COMPITO DA SVOLGERE => Ricopia alla lettera il brano del testo sulla riparazione per ingiusta detenzione compreso tra "3. Il Procuratore" e "ha depositato memoria.", estremi inclusi.

L’esponente assume che il comportamento posto in essere dal S. risulti legittimo, in quanto conforme alle richiamate disposizioni normative; e che la colpa grave, ostativa al diritto all’equa riparazione, non può mai essere ravvisata in comportamenti intrinsecamente leciti. Sotto altro aspetto, il ricorrente osserva che la Corte territoriale non ha specificato in che termini la condotta posta in essere dal S., se pure connotata da negligenza, abbia dato causa, con rapporto sinergico, alla emissione del provvedimento cautelare; tenuto conto del fatto che sin dal momento dell’arresto S. ebbe a riferire agli inquirenti tutti gli elementi a sua discolpa.

3. Il Procuratore Generale con requisitoria scritta, rilevato che l’esponente propone censure manifestamente infondate, ha chiesto che la Suprema Corte dichiari l’inammissibilità del ricorso. La parte ha depositato memoria.

Considerato in diritto 4. Il ricorso è infondato, per le ragioni di seguito esposte.

Come è noto, in tema di riparazione per l’ingiusta detenzione, il giudice di merito, per valutare se chi l’ha patita vi abbia dato o abbia concorso a darvi causa con dolo o colpa grave, deve apprezzare, in modo autonomo e completo, tutti gli elementi probatori disponibili, con particolare riferimento alla sussistenza di condotte che rivelino eclatante o macroscopica negligenza, imprudenza o violazione di leggi o regolamenti, fornendo del convincimento conseguito una motivazione che, se adeguata e congrua, è incensurabile in sede di legittimità. Al riguardo, il giudice deve fondare la sua deliberazione su fatti concreti e precisi, esaminando la condotta tenuta dal richiedente sia prima che dopo la perdita della libertà personale, al fine di stabilire, con valutazione ex ante – e secondo un iter logico motivazionale del tutto autonomo rispetto a quello seguito nel processo di merito – non se tale condotta integri estremi di reato ma solo se sia stata il presupposto che abbia ingenerato, ancorchè in presenza di errore dell’autorità procedente, la falsa apparenza della sua configurabilità come illecito penale, dando luogo alla detenzione con rapporto di "causa ad effetto" (Cass. Sez. U, Sentenza n. 34559 del 26/06/2002, dep. 15/10/2002, De Benedictis, Rv. 222263). Il giudice della riparazione, cioè, ben può rivalutare (non ai fini dell’accertamento della penale responsabilità ma) ai fini dell’accertamento del diritto alla riparazione i fatti accertati o non esclusi dai giudici del merito (Cass. Sez. 4, Sentenza n. 27397 del 10/06/2010, dep. 14/07/2010, Rv.

VOCI FORNITE =>
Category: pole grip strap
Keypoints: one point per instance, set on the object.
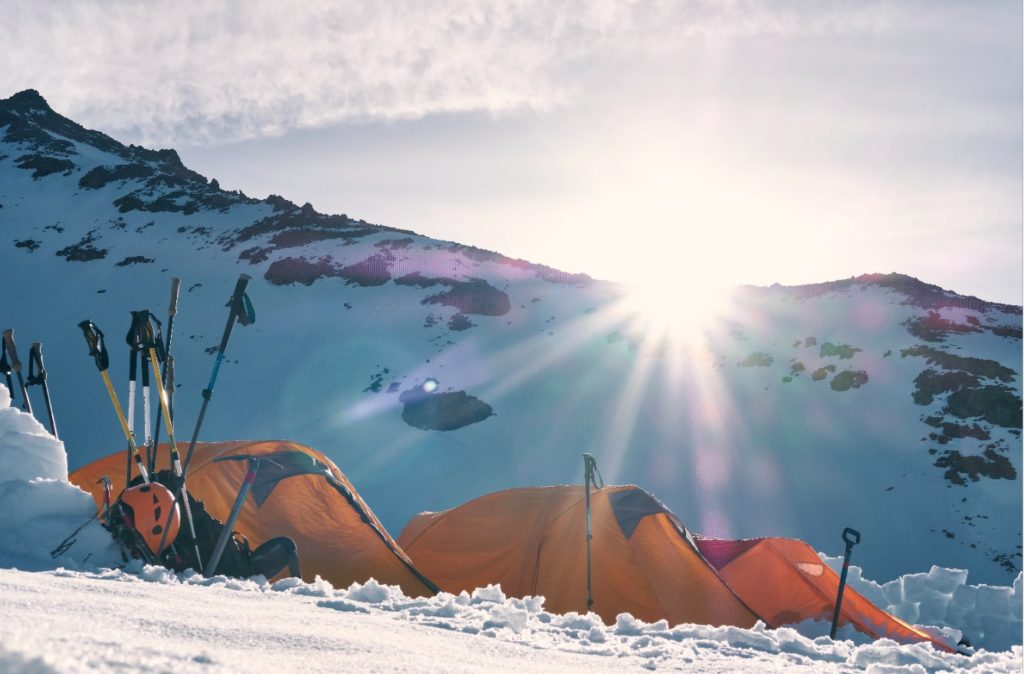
(8, 340)
(94, 339)
(37, 373)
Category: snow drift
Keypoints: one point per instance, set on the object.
(41, 507)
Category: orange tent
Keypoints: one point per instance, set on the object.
(532, 542)
(337, 535)
(785, 582)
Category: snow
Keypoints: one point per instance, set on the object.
(79, 616)
(989, 617)
(41, 506)
(564, 374)
(147, 620)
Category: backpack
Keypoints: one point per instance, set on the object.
(236, 559)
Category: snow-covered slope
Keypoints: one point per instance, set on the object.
(113, 621)
(433, 373)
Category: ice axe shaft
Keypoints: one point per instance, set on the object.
(15, 365)
(851, 538)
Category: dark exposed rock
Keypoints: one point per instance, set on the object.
(135, 259)
(848, 379)
(419, 281)
(841, 350)
(448, 411)
(913, 291)
(932, 382)
(299, 269)
(460, 322)
(951, 430)
(756, 360)
(472, 296)
(933, 328)
(394, 244)
(979, 367)
(255, 255)
(83, 251)
(371, 271)
(299, 226)
(821, 373)
(101, 175)
(41, 165)
(998, 406)
(990, 464)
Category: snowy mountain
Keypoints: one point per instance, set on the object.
(432, 373)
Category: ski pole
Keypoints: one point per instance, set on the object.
(37, 377)
(851, 538)
(97, 349)
(107, 495)
(146, 339)
(241, 308)
(254, 465)
(168, 371)
(5, 368)
(8, 340)
(589, 468)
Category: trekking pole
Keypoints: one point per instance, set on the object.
(148, 341)
(108, 485)
(8, 340)
(97, 349)
(851, 538)
(5, 368)
(589, 468)
(133, 357)
(218, 550)
(168, 370)
(37, 377)
(241, 309)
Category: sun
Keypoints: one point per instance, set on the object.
(675, 312)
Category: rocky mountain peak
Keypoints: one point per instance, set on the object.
(28, 100)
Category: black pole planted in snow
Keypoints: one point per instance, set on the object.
(37, 377)
(168, 369)
(8, 340)
(851, 538)
(241, 310)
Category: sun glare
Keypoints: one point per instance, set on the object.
(675, 313)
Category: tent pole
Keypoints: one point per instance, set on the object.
(254, 465)
(589, 467)
(851, 538)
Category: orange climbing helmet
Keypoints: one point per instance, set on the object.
(147, 506)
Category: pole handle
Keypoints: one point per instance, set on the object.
(8, 339)
(94, 339)
(37, 373)
(172, 307)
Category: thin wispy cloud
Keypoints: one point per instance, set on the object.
(201, 73)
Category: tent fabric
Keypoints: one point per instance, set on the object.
(785, 582)
(532, 542)
(337, 535)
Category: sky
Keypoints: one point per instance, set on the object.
(698, 142)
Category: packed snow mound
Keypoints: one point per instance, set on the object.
(42, 507)
(487, 621)
(27, 449)
(986, 616)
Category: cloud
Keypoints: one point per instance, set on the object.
(201, 73)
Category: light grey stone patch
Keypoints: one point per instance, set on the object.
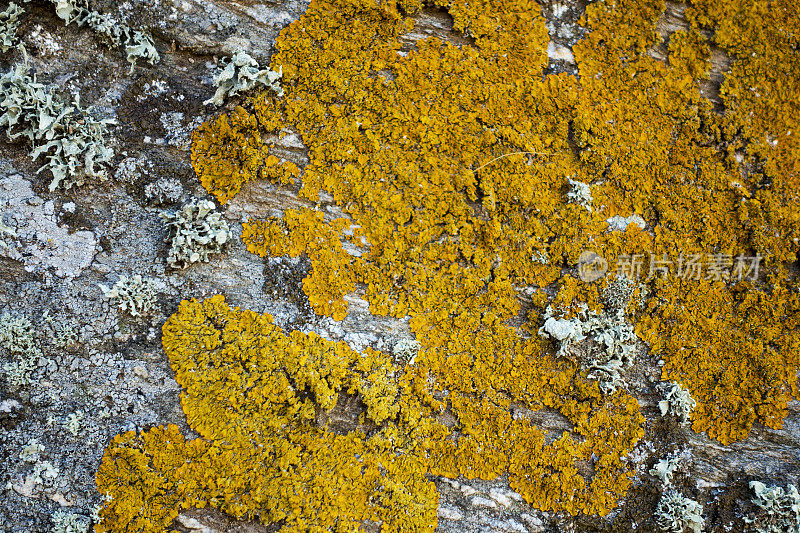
(40, 242)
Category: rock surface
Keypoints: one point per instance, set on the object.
(111, 374)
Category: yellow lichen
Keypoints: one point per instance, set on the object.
(451, 165)
(253, 394)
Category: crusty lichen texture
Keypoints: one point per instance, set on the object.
(452, 167)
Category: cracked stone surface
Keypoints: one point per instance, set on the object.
(110, 372)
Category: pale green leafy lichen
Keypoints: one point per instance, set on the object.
(677, 514)
(243, 74)
(781, 508)
(66, 522)
(610, 346)
(70, 138)
(9, 23)
(196, 231)
(117, 34)
(678, 403)
(134, 295)
(18, 336)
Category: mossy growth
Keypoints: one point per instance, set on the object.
(449, 163)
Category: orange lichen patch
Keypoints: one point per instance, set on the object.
(453, 167)
(228, 152)
(253, 393)
(738, 351)
(762, 113)
(303, 231)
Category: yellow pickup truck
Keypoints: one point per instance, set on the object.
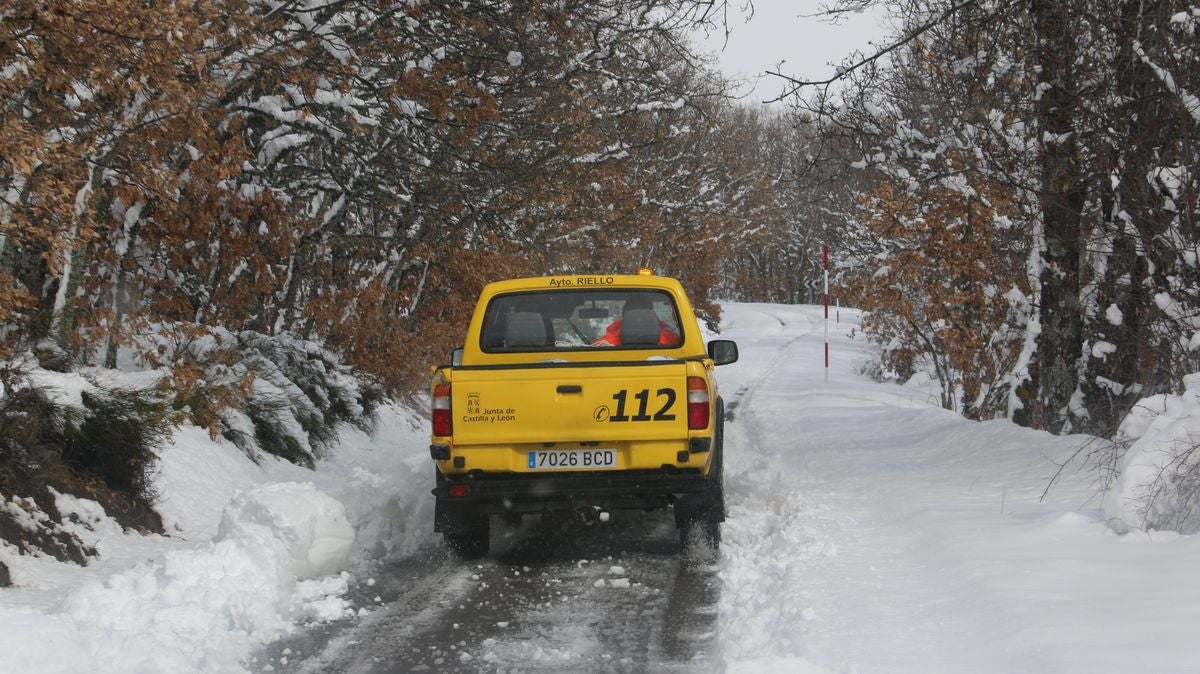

SOLUZIONE =>
3. Il Procuratore Generale con requisitoria scritta, rilevato che l’esponente propone censure manifestamente infondate, ha chiesto che la Suprema Corte dichiari l’inammissibilità del ricorso. La parte ha depositato memoria.